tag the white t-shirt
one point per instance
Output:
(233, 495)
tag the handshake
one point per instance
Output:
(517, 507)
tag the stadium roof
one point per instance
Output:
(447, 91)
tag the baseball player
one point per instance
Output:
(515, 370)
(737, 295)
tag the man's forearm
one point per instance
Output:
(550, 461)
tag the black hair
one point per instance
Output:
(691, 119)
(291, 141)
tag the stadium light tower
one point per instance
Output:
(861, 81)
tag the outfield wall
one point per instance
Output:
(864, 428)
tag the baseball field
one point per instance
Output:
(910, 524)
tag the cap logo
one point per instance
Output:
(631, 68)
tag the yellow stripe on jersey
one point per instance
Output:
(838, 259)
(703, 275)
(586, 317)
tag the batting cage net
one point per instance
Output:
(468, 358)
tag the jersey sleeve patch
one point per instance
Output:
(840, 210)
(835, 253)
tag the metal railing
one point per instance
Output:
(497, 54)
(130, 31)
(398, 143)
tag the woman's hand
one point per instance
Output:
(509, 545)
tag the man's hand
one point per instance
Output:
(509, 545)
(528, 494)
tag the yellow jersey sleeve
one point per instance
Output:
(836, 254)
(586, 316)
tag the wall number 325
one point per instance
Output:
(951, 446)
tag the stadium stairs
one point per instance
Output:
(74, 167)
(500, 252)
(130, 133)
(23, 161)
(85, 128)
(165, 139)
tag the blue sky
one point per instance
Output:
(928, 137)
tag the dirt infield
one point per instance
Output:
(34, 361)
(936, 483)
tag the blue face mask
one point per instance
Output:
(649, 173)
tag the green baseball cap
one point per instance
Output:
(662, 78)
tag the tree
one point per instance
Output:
**********
DIRECTION » Please reproduce every line of the listing above verbatim, from the first line to the last.

RESPONSE TO THIS TASK »
tag the white t-shirt
one point per instance
Output:
(233, 495)
tag the handshake
one point per instance
Output:
(517, 507)
tag the stadium roof
one point per instance
Output:
(447, 91)
tag the baseball player
one point per instance
Output:
(515, 370)
(737, 295)
tag the man's forearm
one point per instance
Output:
(550, 461)
tag the black hair
one point per instance
Output:
(691, 119)
(291, 141)
tag the stadium light tower
one point per instance
Output:
(861, 81)
tag the outfield wall
one point per instance
Output:
(864, 428)
tag the baseball field
one point per instance
Output:
(910, 524)
tag the cap logo
one point per instance
Output:
(631, 68)
tag the yellow stripe on jersey
one point per instance
Output:
(838, 259)
(703, 275)
(586, 317)
tag the batting cage net
one point per instance
Output:
(468, 358)
tag the jersey sleeve patch
one point per instance
Output:
(840, 210)
(835, 253)
tag the metal railing
one point per instance
Output:
(497, 54)
(130, 31)
(398, 143)
tag the woman's hand
one point per instance
Output:
(509, 545)
tag the man's hand
one point per instance
Output:
(509, 545)
(528, 494)
tag the yellow jersey sleeve
one point per instance
Output:
(836, 254)
(586, 316)
tag the wall number 325
one point per instance
Output:
(951, 446)
tag the stadium stairs
one point per instance
Output:
(74, 167)
(500, 252)
(130, 133)
(23, 161)
(85, 128)
(165, 139)
tag the blue sky
one point per instance
Output:
(928, 137)
tag the dirt infield
one point per instance
Output:
(34, 361)
(936, 483)
tag the blue face mask
one point per instance
Output:
(649, 173)
tag the green baseball cap
one point per instance
Output:
(662, 78)
tag the tree
one point per instance
Output:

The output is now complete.